*Given task*. Restate, word for word, all of the material shown below.

(Pointing dataset excerpts)
§ §
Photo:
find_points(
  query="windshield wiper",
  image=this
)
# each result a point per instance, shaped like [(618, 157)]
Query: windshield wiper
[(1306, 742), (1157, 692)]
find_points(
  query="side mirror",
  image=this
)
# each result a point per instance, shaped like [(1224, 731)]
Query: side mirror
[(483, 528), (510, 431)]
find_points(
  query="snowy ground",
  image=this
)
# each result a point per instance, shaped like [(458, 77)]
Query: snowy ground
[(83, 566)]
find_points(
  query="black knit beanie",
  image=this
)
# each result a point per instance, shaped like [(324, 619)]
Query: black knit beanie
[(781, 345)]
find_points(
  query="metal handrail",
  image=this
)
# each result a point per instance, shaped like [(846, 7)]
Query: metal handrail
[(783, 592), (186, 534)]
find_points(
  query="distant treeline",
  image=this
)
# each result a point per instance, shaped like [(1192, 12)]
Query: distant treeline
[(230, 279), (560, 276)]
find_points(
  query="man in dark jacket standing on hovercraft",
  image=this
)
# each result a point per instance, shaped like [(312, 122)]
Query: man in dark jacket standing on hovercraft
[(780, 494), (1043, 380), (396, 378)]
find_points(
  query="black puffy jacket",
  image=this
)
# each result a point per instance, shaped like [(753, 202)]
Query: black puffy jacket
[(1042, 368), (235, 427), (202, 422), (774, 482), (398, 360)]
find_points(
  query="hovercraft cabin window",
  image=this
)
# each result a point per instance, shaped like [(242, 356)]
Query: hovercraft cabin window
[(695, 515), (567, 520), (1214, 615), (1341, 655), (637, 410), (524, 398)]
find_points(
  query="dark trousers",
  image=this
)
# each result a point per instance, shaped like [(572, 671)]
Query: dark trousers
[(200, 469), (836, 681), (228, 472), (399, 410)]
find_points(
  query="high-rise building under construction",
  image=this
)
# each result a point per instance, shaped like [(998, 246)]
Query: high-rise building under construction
§ §
*Output for this exercise*.
Photo:
find_points(
  query="windshield wiper",
  image=this
)
# each result a point per instance, shaped like [(618, 157)]
Query: windshield wiper
[(1306, 742), (1157, 692)]
find_points(
  query="side mirror",
  image=this
)
# each result a point per instance, shaped like [(1224, 731)]
Query: side mirror
[(483, 528), (510, 431)]
find_points(
  query="snowy ground",
  image=this
)
# each result a point per instance, shaped like [(458, 77)]
Query: snowy ground
[(83, 566)]
find_points(
  query="black knit beanie",
  image=this
)
# each result a point per instance, shaped like [(324, 619)]
Query: black knit beanie
[(781, 345)]
find_points(
  query="metal handrail",
  image=this
)
# each result a point per instance, shaped like [(846, 7)]
Query: metal handrail
[(783, 592), (186, 534)]
find_points(
  query="distant treeline",
  image=this
)
# each result a point per instance, shaped like [(1192, 12)]
Query: distant treeline
[(230, 279), (560, 276)]
find_points(
  query="man in dark jacket standing on hovercraft",
  image=this
)
# each result a point per instance, shaped like [(312, 122)]
Query: man in dark jacket standing on hovercraft
[(780, 494), (1043, 380), (396, 378)]
find_points(
  query="black puffy jacket",
  image=this
)
# each result a point per instance, shaped like [(753, 202)]
Query: black puffy jacket
[(1042, 368), (235, 427), (202, 422), (774, 482), (398, 360)]
find_points(
  query="hovercraft cabin window",
  image=this
)
# each result a point per instance, shaped like [(242, 356)]
Query: hovercraft cabin window
[(695, 515), (567, 520), (1214, 615), (1341, 655), (637, 410), (524, 398)]
find_points(
  query="dark trousers",
  image=this
)
# each result a point per instance, shaped like [(572, 671)]
Query: dark trousers
[(200, 469), (836, 681), (228, 472), (399, 410)]
find_points(
  query="high-rise building under construction",
  image=this
)
# each result a point per instance, shaped like [(998, 246)]
Query: high-rise building under construction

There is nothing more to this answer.